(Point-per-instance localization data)
== Segment start ==

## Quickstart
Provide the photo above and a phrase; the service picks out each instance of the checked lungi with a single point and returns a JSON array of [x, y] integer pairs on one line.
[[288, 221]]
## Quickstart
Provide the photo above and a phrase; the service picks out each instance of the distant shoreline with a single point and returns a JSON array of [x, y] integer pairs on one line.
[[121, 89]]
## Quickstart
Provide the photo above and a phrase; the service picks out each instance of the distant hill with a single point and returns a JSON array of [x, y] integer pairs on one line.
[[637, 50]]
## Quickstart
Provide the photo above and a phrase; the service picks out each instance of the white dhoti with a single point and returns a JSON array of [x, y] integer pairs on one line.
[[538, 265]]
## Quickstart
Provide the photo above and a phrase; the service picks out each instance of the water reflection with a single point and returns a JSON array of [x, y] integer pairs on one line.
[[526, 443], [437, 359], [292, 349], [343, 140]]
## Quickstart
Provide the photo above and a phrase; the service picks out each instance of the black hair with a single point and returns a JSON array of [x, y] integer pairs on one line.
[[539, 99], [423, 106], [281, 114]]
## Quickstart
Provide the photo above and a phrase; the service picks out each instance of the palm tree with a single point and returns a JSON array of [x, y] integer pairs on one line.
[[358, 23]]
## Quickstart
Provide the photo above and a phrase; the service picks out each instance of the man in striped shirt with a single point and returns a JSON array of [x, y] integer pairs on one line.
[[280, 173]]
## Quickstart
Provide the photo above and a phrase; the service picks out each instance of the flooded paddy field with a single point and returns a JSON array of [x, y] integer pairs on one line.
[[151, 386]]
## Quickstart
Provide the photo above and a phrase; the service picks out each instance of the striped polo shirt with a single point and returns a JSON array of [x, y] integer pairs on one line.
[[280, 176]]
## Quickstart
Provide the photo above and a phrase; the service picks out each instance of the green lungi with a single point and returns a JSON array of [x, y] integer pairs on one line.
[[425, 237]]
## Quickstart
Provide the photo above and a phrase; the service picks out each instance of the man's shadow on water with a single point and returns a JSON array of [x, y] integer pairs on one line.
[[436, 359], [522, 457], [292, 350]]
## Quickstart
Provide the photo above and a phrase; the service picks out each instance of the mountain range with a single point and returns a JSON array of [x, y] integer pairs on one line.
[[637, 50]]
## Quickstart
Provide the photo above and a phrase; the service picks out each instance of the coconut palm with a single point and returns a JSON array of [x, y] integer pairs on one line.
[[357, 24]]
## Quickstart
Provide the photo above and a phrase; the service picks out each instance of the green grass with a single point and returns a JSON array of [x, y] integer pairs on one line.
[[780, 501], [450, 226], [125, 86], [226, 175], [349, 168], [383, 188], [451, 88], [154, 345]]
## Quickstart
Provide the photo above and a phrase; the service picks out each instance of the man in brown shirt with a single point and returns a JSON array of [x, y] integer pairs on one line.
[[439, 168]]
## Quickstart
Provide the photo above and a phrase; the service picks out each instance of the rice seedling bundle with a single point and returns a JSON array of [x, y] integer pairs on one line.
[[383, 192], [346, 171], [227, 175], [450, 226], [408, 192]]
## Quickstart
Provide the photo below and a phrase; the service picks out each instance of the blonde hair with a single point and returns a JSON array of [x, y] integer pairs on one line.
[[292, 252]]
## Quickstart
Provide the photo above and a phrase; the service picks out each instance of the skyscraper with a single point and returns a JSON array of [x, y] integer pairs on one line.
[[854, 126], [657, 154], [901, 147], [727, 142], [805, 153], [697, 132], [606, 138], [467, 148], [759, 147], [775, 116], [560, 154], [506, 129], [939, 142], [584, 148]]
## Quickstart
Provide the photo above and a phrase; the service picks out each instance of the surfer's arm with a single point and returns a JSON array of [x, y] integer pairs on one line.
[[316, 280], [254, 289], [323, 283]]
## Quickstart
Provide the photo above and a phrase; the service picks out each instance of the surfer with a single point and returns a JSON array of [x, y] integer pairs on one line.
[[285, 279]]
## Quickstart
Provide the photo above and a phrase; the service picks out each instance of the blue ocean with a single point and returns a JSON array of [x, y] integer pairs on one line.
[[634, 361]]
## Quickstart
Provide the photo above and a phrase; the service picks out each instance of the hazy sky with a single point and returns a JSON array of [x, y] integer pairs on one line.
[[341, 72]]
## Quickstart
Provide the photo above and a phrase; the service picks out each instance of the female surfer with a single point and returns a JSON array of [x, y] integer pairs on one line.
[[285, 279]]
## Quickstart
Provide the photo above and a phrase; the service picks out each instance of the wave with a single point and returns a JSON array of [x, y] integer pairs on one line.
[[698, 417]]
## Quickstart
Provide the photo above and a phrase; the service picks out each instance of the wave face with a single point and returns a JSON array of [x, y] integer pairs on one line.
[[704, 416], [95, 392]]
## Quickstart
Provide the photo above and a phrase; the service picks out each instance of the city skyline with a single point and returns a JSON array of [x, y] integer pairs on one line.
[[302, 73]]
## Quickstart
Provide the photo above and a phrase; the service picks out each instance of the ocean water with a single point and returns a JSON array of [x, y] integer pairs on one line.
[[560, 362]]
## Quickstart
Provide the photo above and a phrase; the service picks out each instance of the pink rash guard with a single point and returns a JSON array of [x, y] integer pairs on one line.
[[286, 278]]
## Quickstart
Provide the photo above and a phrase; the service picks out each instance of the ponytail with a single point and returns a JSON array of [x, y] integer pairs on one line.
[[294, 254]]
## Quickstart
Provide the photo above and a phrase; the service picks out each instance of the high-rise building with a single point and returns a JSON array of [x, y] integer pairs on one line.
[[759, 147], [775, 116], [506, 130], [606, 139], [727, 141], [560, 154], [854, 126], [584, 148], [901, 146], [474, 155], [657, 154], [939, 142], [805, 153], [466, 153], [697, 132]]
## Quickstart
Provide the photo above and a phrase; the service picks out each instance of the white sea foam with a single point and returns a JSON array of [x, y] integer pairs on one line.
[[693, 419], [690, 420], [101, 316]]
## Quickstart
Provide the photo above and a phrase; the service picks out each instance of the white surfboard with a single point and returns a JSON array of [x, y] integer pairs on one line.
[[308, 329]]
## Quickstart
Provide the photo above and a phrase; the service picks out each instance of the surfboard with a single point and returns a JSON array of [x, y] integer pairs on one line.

== Segment end ==

• _Task to carry out_
Beginning with the line that contains "the white sea" and ending with the last line of the data above, return those lines exactly and nothing else.

• _Output for this task_
Provide the photo above and a phrase; the service picks out each instance of the white sea foam with a single point and returns a JSON array of [x, y] integer pairs on one line.
[[693, 419], [690, 420], [101, 316]]
## Quickstart
Provide the photo above and a phrase; the service picks out each instance of the white surfboard with a single point and returns a JSON array of [x, y] integer pairs on one line.
[[308, 329]]
## Quickstart
Provide the photo above and a phrase; the service picks out each instance of the surfboard with a single point and returns a JSON array of [x, y] integer pairs on one line.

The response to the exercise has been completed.